▸ TASK DIRECTIONS: Reproduce the passage on hedging with a stochastic bond in full, word for word and with every formula and symbol unchanged.

▸ PASSAGE PROVIDED:
We have so far taken the bond B to be deterministic for simplicity, but some reflection shows that this is not in any way necessary. Everything works out the same way with a stochastic bond $B_1(u) \neq B_1(d)$ (except the algebra takes a little more work), as we now describe. The equations defining the hedging portfolio now become $$\phi S(u) + \psi B(u) = X(u) \ \ \ \ \ (1.11)$$ $$\phi S(d) + \psi B(d) = X(d) \ \ \ \ \ (1.12)$$ where we have temporarily dropped the subscript “1" on $S_1$ and $B_1$ for convenience. Assuming that the determinant $\Delta = S(u)B(d) − S(d)B(u)$ is nonzero, the unique solution is $$\phi = \frac{B(d)X(u) − B(u)X(d)}{\Delta} \ \ \ \ (1.13)$$

$$\psi = \frac{S(u)X(d) − S(d)X(u)}{\Delta} \ \ \ \ (1.14)$$ The claim value is again forced by the assumption of no arbitrage to be $$V_0(X) = \phi S_0 + \psi B_0$$ If we define the discount factor (now stochastic) as $\beta(\cdot) = B_0/B(\cdot)$, we obtain $$V_0(X) = E_Q[\beta X] \ \ \ \ \ (1.15)$$ where $Q$ is a candidate probability measure defined by $$Q(u) = \frac{−B(u)S(d) + B(u)B(d)(S0/B0)}{\Delta} \ \ \ \ \ (1.16)$$ $$Q(d) = \frac{−B(d)B(u)(S0/B0) + S(u)B(d)}{\Delta} \ \ \ \ \ (1.17)$$

Question:

Verify formulas (1.15),(1.16), and (1.17)

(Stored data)

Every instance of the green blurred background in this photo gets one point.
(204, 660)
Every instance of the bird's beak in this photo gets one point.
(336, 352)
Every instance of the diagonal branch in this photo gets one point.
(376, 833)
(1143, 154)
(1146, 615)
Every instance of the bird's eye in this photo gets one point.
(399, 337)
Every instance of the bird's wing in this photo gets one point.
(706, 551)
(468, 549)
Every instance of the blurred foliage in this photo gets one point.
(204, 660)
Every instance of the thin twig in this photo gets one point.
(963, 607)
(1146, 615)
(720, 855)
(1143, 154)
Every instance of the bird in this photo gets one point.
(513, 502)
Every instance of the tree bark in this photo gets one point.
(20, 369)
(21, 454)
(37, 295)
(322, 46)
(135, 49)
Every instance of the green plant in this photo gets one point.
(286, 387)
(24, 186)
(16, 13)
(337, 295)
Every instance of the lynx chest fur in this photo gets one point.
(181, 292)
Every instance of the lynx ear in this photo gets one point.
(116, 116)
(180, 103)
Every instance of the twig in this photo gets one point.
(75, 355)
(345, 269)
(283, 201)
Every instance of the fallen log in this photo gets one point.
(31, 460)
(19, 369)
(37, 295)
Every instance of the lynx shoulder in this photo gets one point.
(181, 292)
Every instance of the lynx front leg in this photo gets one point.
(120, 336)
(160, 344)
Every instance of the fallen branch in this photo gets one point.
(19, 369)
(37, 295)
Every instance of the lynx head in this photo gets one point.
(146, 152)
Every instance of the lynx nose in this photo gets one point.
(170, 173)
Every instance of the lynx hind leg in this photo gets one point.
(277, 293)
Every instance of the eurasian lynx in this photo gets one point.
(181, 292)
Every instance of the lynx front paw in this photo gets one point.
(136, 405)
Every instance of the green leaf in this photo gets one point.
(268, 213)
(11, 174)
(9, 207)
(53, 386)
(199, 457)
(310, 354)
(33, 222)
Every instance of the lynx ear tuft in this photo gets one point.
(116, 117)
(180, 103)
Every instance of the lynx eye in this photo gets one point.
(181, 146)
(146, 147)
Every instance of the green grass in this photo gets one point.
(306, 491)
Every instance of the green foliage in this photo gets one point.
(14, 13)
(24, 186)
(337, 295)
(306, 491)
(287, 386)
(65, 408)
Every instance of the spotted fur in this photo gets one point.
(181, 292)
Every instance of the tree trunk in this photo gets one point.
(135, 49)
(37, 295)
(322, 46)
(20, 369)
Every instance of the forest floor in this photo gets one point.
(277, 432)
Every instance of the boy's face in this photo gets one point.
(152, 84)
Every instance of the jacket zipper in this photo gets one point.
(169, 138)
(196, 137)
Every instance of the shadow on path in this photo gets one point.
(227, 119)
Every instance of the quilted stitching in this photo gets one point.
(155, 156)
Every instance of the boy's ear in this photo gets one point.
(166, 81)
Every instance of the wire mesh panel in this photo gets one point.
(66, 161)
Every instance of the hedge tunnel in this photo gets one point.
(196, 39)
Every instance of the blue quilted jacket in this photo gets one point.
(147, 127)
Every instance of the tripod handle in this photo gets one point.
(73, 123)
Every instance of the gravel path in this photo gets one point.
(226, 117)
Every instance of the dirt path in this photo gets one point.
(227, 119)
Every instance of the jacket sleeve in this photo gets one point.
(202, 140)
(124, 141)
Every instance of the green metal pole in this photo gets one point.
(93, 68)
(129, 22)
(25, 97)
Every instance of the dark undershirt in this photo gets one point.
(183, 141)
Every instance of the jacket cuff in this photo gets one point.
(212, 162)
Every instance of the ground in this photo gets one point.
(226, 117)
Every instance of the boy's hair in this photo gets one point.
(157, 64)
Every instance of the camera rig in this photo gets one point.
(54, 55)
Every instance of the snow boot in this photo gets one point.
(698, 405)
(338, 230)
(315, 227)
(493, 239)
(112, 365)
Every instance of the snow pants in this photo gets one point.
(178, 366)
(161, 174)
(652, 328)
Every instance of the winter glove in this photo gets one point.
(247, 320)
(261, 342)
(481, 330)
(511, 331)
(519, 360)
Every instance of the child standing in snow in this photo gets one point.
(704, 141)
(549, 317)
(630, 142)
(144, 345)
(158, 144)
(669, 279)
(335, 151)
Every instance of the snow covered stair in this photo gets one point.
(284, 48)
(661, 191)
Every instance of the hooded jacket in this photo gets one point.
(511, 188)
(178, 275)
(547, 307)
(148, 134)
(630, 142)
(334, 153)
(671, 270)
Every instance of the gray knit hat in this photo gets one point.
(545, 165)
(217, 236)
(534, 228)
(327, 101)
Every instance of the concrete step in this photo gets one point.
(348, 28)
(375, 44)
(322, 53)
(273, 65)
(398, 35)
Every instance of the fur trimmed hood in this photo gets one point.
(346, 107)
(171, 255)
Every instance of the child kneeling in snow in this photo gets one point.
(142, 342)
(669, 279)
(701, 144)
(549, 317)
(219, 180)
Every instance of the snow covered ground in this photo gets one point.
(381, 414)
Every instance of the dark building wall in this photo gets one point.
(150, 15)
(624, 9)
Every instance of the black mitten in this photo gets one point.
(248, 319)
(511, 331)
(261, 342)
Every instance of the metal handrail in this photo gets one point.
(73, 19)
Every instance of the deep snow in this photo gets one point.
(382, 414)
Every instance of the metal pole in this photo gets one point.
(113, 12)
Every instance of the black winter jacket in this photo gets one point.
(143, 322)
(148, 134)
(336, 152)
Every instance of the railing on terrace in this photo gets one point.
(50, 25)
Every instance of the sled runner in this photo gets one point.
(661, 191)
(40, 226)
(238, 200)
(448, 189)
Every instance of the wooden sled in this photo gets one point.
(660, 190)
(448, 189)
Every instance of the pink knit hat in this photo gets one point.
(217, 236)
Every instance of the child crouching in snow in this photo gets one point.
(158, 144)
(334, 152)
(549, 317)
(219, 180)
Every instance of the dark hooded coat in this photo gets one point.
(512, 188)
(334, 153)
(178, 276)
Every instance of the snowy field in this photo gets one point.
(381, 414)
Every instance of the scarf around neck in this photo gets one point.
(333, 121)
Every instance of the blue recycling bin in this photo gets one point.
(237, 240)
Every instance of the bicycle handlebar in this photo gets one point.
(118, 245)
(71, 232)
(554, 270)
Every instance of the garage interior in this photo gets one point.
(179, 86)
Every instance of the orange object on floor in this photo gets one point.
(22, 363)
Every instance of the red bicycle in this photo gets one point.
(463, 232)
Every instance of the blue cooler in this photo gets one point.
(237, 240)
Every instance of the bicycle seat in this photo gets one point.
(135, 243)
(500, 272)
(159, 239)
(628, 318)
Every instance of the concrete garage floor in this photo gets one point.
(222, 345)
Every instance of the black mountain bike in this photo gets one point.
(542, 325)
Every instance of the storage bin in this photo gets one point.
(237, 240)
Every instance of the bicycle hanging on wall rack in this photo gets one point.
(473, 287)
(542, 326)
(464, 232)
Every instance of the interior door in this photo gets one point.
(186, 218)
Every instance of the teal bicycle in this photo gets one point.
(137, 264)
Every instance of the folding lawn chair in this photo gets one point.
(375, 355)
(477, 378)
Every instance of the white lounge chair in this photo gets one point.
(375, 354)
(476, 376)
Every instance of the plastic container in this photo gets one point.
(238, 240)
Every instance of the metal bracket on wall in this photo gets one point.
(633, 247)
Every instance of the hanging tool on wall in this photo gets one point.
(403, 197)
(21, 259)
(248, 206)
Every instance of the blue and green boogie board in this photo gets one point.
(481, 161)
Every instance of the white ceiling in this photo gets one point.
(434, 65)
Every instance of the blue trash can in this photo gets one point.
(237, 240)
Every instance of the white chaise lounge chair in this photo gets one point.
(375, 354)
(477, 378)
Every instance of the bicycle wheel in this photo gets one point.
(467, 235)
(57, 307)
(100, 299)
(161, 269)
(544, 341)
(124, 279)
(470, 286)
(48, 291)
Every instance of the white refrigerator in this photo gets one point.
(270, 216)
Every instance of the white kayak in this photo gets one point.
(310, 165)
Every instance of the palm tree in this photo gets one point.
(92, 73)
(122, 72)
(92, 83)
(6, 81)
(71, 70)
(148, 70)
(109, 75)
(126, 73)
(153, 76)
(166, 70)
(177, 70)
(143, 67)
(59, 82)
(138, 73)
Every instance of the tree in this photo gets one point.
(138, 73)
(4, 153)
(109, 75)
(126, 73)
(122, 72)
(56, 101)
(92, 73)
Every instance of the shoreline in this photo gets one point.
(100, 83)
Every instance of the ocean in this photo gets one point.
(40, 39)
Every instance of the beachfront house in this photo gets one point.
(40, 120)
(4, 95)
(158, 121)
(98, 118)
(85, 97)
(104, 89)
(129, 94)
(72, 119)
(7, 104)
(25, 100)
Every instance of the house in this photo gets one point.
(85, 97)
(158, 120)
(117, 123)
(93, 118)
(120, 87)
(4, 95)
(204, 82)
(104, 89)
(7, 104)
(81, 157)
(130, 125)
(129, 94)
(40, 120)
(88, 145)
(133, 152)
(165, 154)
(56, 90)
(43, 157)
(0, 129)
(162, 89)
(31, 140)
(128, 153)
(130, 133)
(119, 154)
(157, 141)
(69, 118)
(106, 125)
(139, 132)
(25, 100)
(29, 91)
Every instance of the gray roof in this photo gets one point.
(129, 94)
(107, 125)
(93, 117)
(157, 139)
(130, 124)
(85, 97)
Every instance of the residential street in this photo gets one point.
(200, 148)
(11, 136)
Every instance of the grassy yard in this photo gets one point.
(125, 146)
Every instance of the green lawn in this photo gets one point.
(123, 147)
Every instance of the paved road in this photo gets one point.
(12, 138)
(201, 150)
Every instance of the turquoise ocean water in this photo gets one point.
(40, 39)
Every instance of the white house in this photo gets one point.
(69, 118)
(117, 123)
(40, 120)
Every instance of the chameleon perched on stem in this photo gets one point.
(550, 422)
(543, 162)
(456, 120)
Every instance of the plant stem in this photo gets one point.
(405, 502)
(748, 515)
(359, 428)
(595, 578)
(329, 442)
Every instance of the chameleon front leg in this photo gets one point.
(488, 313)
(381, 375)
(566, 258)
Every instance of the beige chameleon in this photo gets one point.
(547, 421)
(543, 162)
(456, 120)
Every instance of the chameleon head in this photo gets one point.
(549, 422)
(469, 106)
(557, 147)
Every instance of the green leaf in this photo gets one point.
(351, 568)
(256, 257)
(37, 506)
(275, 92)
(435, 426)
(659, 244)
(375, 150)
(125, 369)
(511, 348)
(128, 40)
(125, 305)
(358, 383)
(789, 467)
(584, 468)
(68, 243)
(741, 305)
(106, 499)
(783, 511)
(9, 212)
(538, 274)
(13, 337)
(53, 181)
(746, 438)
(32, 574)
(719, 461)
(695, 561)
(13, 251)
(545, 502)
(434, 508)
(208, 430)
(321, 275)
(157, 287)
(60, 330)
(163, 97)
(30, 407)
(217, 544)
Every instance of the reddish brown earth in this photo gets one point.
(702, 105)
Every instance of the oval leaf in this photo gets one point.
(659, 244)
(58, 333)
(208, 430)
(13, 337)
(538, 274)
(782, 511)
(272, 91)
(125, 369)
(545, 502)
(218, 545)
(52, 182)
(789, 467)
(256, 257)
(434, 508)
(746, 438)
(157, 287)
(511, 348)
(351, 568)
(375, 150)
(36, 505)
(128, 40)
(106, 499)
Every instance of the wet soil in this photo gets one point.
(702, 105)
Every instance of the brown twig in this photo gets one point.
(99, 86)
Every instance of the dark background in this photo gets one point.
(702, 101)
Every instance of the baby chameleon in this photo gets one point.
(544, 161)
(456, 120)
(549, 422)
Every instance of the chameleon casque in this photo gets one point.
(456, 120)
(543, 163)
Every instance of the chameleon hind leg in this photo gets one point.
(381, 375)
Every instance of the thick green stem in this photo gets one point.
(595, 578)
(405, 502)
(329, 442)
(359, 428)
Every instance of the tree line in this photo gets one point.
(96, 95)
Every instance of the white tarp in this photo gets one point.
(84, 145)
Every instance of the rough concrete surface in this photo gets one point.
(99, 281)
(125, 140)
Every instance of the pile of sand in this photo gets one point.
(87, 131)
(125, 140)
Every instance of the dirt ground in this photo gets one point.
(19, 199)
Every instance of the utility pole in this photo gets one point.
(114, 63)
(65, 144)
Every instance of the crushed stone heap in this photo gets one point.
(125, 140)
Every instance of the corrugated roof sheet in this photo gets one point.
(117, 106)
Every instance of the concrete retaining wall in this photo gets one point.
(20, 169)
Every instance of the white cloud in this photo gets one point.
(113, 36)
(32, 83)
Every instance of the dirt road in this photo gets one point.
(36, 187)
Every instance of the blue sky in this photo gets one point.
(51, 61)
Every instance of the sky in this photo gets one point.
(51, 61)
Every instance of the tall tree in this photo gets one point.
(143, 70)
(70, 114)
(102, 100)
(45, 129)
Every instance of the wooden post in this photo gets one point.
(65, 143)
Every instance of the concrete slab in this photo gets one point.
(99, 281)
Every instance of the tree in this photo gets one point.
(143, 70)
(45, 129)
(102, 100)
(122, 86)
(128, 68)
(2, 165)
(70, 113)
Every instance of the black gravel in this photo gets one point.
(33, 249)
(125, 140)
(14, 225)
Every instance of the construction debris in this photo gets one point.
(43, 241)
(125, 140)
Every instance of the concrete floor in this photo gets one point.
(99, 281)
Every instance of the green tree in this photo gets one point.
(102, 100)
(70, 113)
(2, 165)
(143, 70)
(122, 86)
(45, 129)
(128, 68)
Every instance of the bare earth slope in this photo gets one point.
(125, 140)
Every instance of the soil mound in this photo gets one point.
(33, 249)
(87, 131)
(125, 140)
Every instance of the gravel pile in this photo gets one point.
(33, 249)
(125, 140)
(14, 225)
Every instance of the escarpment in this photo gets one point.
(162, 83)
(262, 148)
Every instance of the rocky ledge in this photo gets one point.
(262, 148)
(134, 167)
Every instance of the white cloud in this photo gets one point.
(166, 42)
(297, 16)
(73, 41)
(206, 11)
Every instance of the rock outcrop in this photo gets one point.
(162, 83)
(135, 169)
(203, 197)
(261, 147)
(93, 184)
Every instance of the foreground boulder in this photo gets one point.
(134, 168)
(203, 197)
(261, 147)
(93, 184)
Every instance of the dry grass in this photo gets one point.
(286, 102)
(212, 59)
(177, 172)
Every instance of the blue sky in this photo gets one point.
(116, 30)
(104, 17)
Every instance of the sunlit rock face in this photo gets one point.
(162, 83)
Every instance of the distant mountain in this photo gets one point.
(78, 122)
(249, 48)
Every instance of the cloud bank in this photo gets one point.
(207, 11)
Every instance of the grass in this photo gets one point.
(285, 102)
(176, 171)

▸ WRITTEN SOLUTION:
We have so far taken the bond B to be deterministic for simplicity, but some reflection shows that this is not in any way necessary. Everything works out the same way with a stochastic bond $B_1(u) \neq B_1(d)$ (except the algebra takes a little more work), as we now describe. The equations defining the hedging portfolio now become $$\phi S(u) + \psi B(u) = X(u) \ \ \ \ \ (1.11)$$ $$\phi S(d) + \psi B(d) = X(d) \ \ \ \ \ (1.12)$$ where we have temporarily dropped the subscript “1" on $S_1$ and $B_1$ for convenience. Assuming that the determinant $\Delta = S(u)B(d) − S(d)B(u)$ is nonzero, the unique solution is $$\phi = \frac{B(d)X(u) − B(u)X(d)}{\Delta} \ \ \ \ (1.13)$$

$$\psi = \frac{S(u)X(d) − S(d)X(u)}{\Delta} \ \ \ \ (1.14)$$ The claim value is again forced by the assumption of no arbitrage to be $$V_0(X) = \phi S_0 + \psi B_0$$ If we define the discount factor (now stochastic) as $\beta(\cdot) = B_0/B(\cdot)$, we obtain $$V_0(X) = E_Q[\beta X] \ \ \ \ \ (1.15)$$ where $Q$ is a candidate probability measure defined by $$Q(u) = \frac{−B(u)S(d) + B(u)B(d)(S0/B0)}{\Delta} \ \ \ \ \ (1.16)$$ $$Q(d) = \frac{−B(d)B(u)(S0/B0) + S(u)B(d)}{\Delta} \ \ \ \ \ (1.17)$$

Question:

Verify formulas (1.15),(1.16), and (1.17)